To do> Rewrite as a JSON list of strings, one per line with blank lines omitted, the part of the lines below that opens with the line containing "Using the labeling tool, outline every green" and closes with the line containing "[19, 45, 1330, 862]", both included.

Available records>
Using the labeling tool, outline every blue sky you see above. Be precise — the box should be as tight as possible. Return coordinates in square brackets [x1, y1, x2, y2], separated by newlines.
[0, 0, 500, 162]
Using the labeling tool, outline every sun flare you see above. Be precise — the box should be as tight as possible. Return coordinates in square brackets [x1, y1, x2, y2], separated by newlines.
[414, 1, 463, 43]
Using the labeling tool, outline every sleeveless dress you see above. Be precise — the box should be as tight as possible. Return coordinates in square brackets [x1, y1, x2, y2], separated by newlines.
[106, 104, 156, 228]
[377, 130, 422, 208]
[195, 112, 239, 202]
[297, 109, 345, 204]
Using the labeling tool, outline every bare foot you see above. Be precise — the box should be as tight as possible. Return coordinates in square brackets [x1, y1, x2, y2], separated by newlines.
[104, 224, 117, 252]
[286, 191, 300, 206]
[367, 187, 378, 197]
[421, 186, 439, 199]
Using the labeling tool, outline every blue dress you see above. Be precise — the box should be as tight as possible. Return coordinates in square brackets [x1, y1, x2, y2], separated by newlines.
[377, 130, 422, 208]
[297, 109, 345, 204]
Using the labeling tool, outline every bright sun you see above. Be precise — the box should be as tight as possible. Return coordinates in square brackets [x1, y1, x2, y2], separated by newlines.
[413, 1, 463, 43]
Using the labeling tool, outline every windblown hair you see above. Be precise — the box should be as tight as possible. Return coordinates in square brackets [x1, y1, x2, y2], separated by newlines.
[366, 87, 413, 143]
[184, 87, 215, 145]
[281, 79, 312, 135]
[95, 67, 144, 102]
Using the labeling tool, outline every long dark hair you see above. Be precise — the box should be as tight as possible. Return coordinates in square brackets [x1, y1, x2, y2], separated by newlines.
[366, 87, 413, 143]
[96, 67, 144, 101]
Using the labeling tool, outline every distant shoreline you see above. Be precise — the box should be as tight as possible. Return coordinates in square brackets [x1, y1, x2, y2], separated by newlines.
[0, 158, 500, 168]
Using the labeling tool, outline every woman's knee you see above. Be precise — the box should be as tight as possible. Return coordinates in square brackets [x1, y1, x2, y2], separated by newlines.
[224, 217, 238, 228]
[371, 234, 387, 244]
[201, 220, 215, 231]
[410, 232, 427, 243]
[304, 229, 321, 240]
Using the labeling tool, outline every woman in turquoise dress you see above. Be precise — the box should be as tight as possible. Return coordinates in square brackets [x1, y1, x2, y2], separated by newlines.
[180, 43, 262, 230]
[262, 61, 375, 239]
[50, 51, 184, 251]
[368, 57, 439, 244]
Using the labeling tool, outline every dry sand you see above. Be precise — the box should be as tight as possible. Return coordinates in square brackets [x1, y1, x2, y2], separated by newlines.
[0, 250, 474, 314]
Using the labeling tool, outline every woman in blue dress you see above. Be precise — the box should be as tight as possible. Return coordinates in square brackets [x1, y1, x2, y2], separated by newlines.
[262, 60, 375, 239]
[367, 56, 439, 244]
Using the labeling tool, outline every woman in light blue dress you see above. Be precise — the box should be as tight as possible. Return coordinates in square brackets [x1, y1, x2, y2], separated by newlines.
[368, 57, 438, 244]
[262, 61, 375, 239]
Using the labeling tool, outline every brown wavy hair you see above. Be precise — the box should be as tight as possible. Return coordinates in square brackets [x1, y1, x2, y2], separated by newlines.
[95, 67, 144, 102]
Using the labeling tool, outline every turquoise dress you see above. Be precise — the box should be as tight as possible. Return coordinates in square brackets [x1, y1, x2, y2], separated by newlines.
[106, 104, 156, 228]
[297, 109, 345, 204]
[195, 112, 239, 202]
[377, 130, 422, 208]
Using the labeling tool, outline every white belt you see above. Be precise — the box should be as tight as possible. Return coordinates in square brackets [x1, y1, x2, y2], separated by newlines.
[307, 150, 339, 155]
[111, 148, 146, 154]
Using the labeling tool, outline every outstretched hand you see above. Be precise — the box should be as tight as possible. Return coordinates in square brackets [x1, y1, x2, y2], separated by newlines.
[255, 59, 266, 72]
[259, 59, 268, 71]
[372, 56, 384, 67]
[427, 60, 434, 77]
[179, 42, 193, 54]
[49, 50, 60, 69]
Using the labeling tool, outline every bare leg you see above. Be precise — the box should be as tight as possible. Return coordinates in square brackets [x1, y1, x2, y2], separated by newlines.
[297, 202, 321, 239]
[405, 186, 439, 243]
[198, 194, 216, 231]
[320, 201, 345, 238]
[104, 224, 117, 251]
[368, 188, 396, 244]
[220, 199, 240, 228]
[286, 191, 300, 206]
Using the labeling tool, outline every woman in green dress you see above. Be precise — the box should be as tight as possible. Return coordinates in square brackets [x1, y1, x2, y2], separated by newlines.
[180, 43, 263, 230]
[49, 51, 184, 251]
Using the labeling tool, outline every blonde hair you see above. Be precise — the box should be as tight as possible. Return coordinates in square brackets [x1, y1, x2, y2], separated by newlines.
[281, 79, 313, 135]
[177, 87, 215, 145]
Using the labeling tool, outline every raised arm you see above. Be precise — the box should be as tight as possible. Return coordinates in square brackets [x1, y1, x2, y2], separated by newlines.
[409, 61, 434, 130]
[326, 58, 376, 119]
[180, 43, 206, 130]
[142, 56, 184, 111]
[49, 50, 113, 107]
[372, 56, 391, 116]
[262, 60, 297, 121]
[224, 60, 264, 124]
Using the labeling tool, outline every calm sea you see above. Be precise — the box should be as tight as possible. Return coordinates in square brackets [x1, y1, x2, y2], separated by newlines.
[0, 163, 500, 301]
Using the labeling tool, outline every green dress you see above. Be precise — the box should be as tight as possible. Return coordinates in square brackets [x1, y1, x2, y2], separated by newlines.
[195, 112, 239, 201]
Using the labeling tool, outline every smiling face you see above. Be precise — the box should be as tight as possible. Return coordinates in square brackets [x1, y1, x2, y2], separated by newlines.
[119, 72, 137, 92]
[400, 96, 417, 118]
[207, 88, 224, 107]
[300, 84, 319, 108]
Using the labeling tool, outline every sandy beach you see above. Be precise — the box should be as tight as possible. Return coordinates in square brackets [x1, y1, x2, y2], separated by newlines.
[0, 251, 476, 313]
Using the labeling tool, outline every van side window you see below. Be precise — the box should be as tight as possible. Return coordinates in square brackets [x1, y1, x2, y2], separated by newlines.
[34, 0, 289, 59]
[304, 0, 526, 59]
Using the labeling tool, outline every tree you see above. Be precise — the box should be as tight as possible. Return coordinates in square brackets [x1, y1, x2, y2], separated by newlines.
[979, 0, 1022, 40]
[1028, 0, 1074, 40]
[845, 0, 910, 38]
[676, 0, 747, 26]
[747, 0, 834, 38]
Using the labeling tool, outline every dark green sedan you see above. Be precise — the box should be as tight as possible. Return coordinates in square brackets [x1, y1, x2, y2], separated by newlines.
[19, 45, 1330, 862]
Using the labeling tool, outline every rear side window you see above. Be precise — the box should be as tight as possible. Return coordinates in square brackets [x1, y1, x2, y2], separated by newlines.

Written solution>
[
  "Using the labeling tool, outline every green dress you see above. Be precise — the box should be as tight as possible. Return coordinates in square brackets [x1, y1, x2, y2], separated by newlines.",
  "[195, 112, 239, 201]",
  "Using the labeling tool, outline every smiling face you see above. Be precise — the box should be as tight as possible. Return coordinates in square brackets [x1, y1, x2, y2], separated by newlines.",
  "[119, 72, 137, 92]",
  "[400, 96, 417, 118]",
  "[207, 88, 224, 107]",
  "[300, 84, 319, 108]",
  "Using the labeling tool, outline every sandy beach you see above. Be precise — the box should be as tight as possible. Return coordinates in square brackets [x1, y1, x2, y2], separated by newlines.",
  "[0, 251, 476, 313]",
  "Using the labeling tool, outline every van side window you see below. Be precise — the box should be as tight as possible. Return coordinates in square brackets [x1, y1, x2, y2], separated by newlines.",
  "[34, 0, 289, 59]",
  "[304, 0, 526, 59]",
  "Using the labeling tool, outline every tree you see above. Be precise — the box should be as tight as possible. Return coordinates in square brackets [x1, y1, x2, y2], separated by newlines.",
  "[979, 0, 1022, 40]",
  "[1028, 0, 1074, 40]",
  "[845, 0, 910, 38]",
  "[676, 0, 747, 26]",
  "[747, 0, 834, 38]",
  "Using the labeling tool, outline every dark green sedan you see above. Be precise — the box should be as tight as possible. Return coordinates in square brackets [x1, y1, x2, y2], separated by newlines.",
  "[19, 45, 1330, 862]"
]